> _Reading text_:
——————————

If you're just talking about me then fair enough - the problems I've publicly identified in TLS are pretty much edge cases. Thomas on the other hand has a pretty good track record if you'd care to check.
> whole explanation boils down to "managed languages are more complex, therefore worse."
I hope that's not what I said...
> Please point me to the specific native features which mitigate timing attacks.
How am I supposed to implement bitslicing to vectorize operations in Java? I can't. Fine grained control of code is important for implementations of ciphers that are both fast and side-channel free. Fine grained control isn't something Java can give you, by definition.
I count exactly two countermeasures that apply to high level languages. Of the first they say "We conclude that overall, this approach (by itself) is of very limited value" and of the second "beside the practical difficulties in implementing this, it means that all encryptions have to be as slow as the worst case... neither of these provide protection against prime+probe/etc".
The rest of the countermeasures suggest bitslicing, use of direct calls to hardware instructions, memory alignment tricks, invocation of hardware modes (i.e. to disable caching), forcing cache ejections, normalizing cache states on interrupt processing, etc.
It is purely the case that high level languages do not offer you the flexibility and control to implement side-channel free crypto.
Crypto is brittle. High level languages are awesome for so many things. But bitslicing isn't one of them. The entire premise of high level languages is that you are freed from working directly on the innards pertinent to the specific target architecture. The entire premise of side-channel free crypto is that you need visibility and control of exactly these things.
The overall question is whether bindings or language features that expose direct control of the underlying architecture (such as D) can still be used to implement crypto. The answer is likely yes, though it is uncharted territory that only someone who knows what they are doing should attempt.
Sure. The JIT's code generator isn't attempting to make code constant time, it's designed for optimising for the common case. To make the code constant time you need to be very close to the metal (and even then you really need tools like ctgrind to make sure you've got it right). A JIT isn't the right tool for this particular job (nothing wrong with them for other things of course).

——————————

> _Entries shown_:
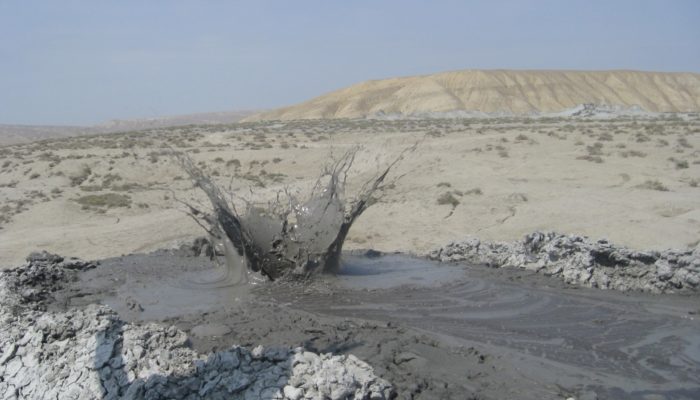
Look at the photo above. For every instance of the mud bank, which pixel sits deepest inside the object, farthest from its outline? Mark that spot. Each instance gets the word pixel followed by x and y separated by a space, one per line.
pixel 90 353
pixel 578 260
pixel 444 331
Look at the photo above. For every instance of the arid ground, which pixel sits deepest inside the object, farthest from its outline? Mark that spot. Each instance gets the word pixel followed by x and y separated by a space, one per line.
pixel 634 182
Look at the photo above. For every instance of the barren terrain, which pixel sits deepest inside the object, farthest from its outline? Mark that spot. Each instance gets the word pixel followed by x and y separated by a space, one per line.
pixel 634 182
pixel 507 92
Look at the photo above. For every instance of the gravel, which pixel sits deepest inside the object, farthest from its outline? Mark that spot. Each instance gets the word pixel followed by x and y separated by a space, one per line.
pixel 580 261
pixel 89 353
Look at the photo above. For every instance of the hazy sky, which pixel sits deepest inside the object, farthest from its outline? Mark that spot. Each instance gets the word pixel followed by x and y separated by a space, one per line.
pixel 84 62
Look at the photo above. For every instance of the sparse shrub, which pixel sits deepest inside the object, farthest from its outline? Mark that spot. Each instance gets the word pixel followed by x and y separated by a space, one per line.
pixel 683 142
pixel 633 153
pixel 81 176
pixel 653 185
pixel 475 192
pixel 606 137
pixel 448 198
pixel 680 164
pixel 595 159
pixel 107 200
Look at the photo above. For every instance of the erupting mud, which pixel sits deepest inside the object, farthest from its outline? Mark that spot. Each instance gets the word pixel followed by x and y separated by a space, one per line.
pixel 290 236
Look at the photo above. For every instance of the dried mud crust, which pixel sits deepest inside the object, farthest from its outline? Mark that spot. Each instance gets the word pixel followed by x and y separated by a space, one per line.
pixel 90 353
pixel 581 261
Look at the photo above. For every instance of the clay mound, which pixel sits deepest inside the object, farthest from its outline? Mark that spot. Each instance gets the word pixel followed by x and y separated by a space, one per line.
pixel 502 91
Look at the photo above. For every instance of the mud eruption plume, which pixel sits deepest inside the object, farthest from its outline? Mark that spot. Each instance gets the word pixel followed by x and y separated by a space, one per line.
pixel 288 237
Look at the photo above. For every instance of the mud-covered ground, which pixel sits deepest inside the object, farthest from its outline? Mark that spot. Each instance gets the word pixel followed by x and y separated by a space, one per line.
pixel 432 330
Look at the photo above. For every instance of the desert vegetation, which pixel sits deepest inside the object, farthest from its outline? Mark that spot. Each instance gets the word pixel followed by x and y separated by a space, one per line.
pixel 464 175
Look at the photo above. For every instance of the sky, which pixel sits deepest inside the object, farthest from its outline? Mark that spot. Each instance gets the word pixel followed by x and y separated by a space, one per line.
pixel 86 62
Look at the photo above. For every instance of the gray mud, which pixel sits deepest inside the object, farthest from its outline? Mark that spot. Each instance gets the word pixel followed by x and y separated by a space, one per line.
pixel 441 331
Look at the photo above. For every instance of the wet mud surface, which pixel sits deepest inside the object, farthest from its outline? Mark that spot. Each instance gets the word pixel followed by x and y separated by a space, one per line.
pixel 433 330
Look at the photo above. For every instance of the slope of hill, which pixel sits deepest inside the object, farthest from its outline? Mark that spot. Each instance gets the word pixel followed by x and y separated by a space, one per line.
pixel 502 91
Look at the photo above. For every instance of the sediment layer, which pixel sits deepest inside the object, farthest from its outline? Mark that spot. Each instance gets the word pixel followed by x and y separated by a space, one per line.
pixel 581 261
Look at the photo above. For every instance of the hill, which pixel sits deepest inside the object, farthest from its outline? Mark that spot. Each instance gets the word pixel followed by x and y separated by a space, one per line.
pixel 502 91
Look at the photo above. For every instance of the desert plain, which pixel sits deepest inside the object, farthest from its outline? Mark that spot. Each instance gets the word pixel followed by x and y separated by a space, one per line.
pixel 633 181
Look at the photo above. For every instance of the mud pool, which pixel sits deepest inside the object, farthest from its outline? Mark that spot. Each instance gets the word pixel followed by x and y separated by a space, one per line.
pixel 484 331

——————————

> _To do_:
**1.** Copy the rows word for word, from the line containing "Look at the photo above. For every instance of the clay" through the line containing "pixel 441 331".
**2.** Write a continuation of the forum discussion about implementing side-channel-free cryptography in high-level languages, starting after its last sentence.

> _Solved tasks_:
**1.**
Look at the photo above. For every instance of the clay mound, which pixel sits deepest inside the object, farthest from its outline? Mark that spot. Each instance gets the word pixel followed by x and y separated by a space, one per line.
pixel 502 91
Look at the photo above. For every instance of the mud eruption plume, which pixel sits deepest inside the object, farthest from its outline? Mark that spot. Each instance gets the word pixel followed by x and y separated by a space, one per line.
pixel 288 237
Look at the photo above. For every instance of the mud-covered ground, which pixel sits deepest inside the object, farthest from its outline? Mark that spot. Each instance gets the word pixel followed by x and y separated by a space, one per line.
pixel 432 330
Look at the photo above. For every instance of the desert vegetation, which pixel sits deepest inside the object, farthest from its outline? Mark that spot. Each instance gets the word pixel followed by x and y separated by a space, one per line.
pixel 464 175
Look at the photo above. For every instance of the sky, which pixel sits deepest inside the object, farthest from its outline? Mark that spot. Each instance gets the word pixel followed by x and y separated by a space, one per line.
pixel 86 62
Look at the photo above. For every instance of the gray mud, which pixel sits deepest inside the object, farthest from its outline? Mark that spot. Each instance gets the word pixel followed by x and y separated by a space, one per line.
pixel 441 331

**2.**
Constant time just means that a fail and success state take the same amount of time to execute. They both go through the same level of computation regardless of if you know from the first instruction that it will eventually fail.
For example:
const string password = "password";
static bool isAllowed(string code)
{
if (code.Length != password.Length)
return false;
for (int x = 0; x < password.Length; x++)
{
if (code[x] != password[x])
return false;
}
return true;
}
Is not constant time because the failure state returns sooner than the success state.
const string password = "password";
static bool isAllowed(string codex)
{
bool allowed = true;
char[] code = new char[Math.Max(password.Length, codex.Length)];
codex.CopyTo(0, code, 0, codex.Length);
for (int x = 0; x < password.Length; x++)
{
if (code[x] != password[x])
allowed = false;
}
return allowed;
}
This is an imperfect constant time function as both states (failure/success) return near after the same amount of time (although I fully admit that it might be possible to impose the length of the password constant).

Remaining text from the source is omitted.